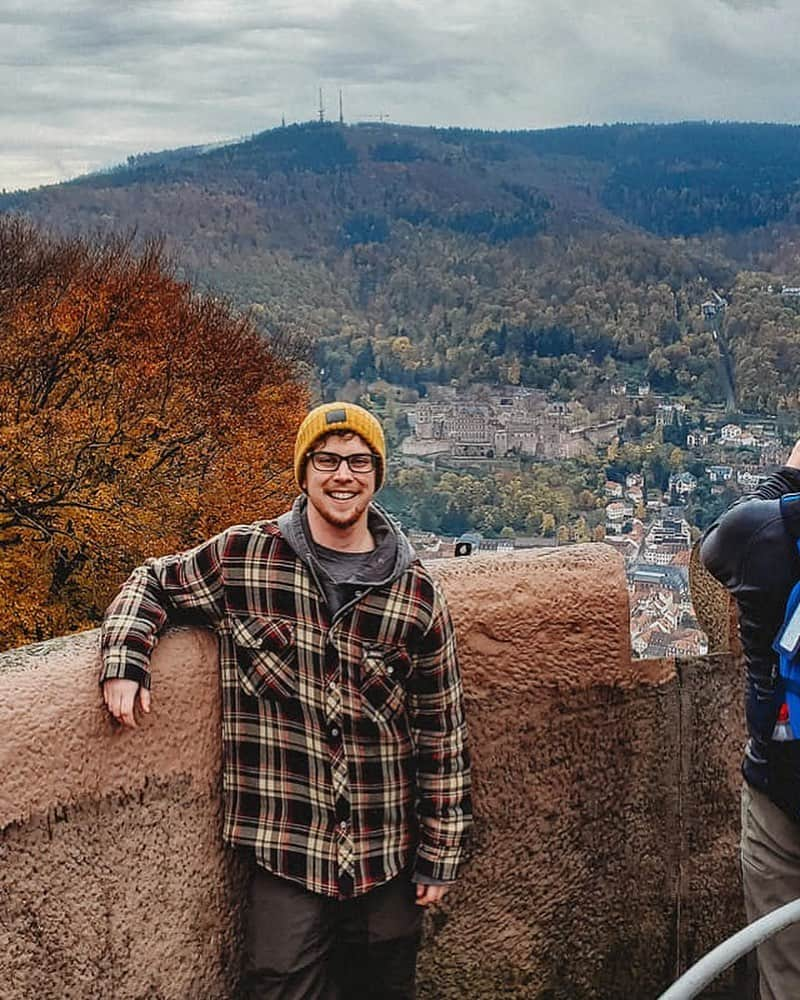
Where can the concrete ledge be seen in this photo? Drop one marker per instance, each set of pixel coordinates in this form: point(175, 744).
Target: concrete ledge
point(604, 851)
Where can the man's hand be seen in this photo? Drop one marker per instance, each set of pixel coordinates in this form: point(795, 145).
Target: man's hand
point(428, 895)
point(120, 698)
point(794, 459)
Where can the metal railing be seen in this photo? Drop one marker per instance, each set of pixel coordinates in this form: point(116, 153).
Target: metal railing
point(724, 955)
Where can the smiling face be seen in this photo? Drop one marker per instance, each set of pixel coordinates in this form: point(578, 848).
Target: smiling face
point(338, 501)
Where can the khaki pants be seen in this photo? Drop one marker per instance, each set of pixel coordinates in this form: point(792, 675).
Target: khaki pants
point(301, 946)
point(771, 877)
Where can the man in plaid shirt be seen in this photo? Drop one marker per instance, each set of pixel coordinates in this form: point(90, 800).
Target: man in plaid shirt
point(345, 765)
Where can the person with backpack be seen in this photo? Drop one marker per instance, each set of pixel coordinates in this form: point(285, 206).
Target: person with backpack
point(753, 549)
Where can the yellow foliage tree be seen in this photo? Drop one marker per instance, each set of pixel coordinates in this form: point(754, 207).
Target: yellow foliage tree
point(136, 417)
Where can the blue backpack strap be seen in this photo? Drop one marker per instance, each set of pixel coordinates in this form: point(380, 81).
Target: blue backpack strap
point(789, 661)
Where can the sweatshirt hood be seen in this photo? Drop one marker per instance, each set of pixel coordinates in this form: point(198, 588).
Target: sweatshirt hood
point(391, 545)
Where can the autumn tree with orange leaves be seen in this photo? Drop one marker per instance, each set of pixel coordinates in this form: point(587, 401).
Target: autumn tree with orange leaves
point(136, 418)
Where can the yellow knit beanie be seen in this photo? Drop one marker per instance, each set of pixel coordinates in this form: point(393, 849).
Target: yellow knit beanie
point(339, 417)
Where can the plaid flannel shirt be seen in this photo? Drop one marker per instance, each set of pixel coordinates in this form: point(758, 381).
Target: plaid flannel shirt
point(344, 742)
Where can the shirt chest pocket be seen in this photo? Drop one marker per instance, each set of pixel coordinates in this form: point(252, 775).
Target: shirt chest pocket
point(266, 656)
point(384, 673)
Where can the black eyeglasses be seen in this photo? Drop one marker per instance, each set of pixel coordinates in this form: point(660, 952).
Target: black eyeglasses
point(329, 461)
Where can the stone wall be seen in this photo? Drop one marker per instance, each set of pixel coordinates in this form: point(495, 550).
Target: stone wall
point(604, 855)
+ + + +
» WHAT YOU ARE ASKED TO DO: Repeat the records above exactly, leaving out the pictures.

» CORRECT RESULT:
Where can the concrete ledge be seen in this photo? Drop one marker per instance, each set of pixel coordinates in this form: point(175, 744).
Target: concrete ledge
point(604, 851)
Where can the man's hand be seen in this photo? Drop one marker per instance, each set of pixel coordinates in this form: point(795, 145).
Target: man's hand
point(428, 895)
point(120, 698)
point(794, 459)
Where can the metal railing be seen in this photo? Drop one marker per instance, each set of pixel coordinates in this form: point(116, 153).
Target: metal railing
point(724, 955)
Where can the smiling face be seen in this photo? Drop one marker per instance, each set of pixel coordinates in this form: point(578, 848).
Target: smiling face
point(338, 501)
Where can the khaki pants be seen in this photo? Drop one marker per instance, each set of pixel coordinates in this form: point(792, 675).
Target: khaki pants
point(301, 946)
point(771, 877)
Where can the man in plaid shirt be seen in this photo? Drop one marker per instance, each set of pixel coordinates in this form: point(90, 800).
Target: man in plaid shirt
point(345, 765)
Where can the person with backpack be seen in this photo? Drop one marker per instance, each set of pixel coordinates in this form: point(285, 206).
Target: person with backpack
point(753, 549)
Where can the yellow foliage tree be seen in this photo? Drop one marker per instance, each set of pixel coordinates in this form: point(754, 207).
Target: yellow foliage tree
point(136, 417)
Where can the blue backpack strap be seen in this photo? Drop one marker per instance, each set of pixel coordinates in this form: point(380, 81).
Target: blue backpack strap
point(789, 661)
Where can the sweatshirt hood be seen in this photo? Drop one marker per instance, each set of pixel coordinates in this form: point(198, 588).
Target: sweatshirt hood
point(391, 545)
Where can the autumn tree with orange leaves be seen in this photo? Drop one marker per instance, each set of pixel coordinates in this form: point(587, 401).
Target: autumn tree with orange leaves
point(136, 418)
Where can the yellow knit beanie be seen in this photo? Drop one marker per instance, each set of pixel coordinates in this form: point(393, 849).
Target: yellow knit beanie
point(339, 417)
Where can the plaid flannel shirt be seen in this photo? Drop one marker per instance, each set of pixel coordinates in this form: point(758, 381).
Target: plaid flannel shirt
point(344, 742)
Where can the shirt chest pocket be seen in this photo? Drop one marker per instance, each set of pixel coordinates in this form: point(252, 775).
Target: shirt chest pocket
point(266, 656)
point(384, 673)
Where can the black eyeglasses be seen in this photo? Drop one marker per instance, each set of pixel coordinates in this form: point(660, 952).
Target: black eyeglasses
point(329, 461)
Where can the stone wall be seen in this photo? Drop one marker per instance, each set of pixel coordinates in this form: point(495, 550).
Target: stone wall
point(604, 855)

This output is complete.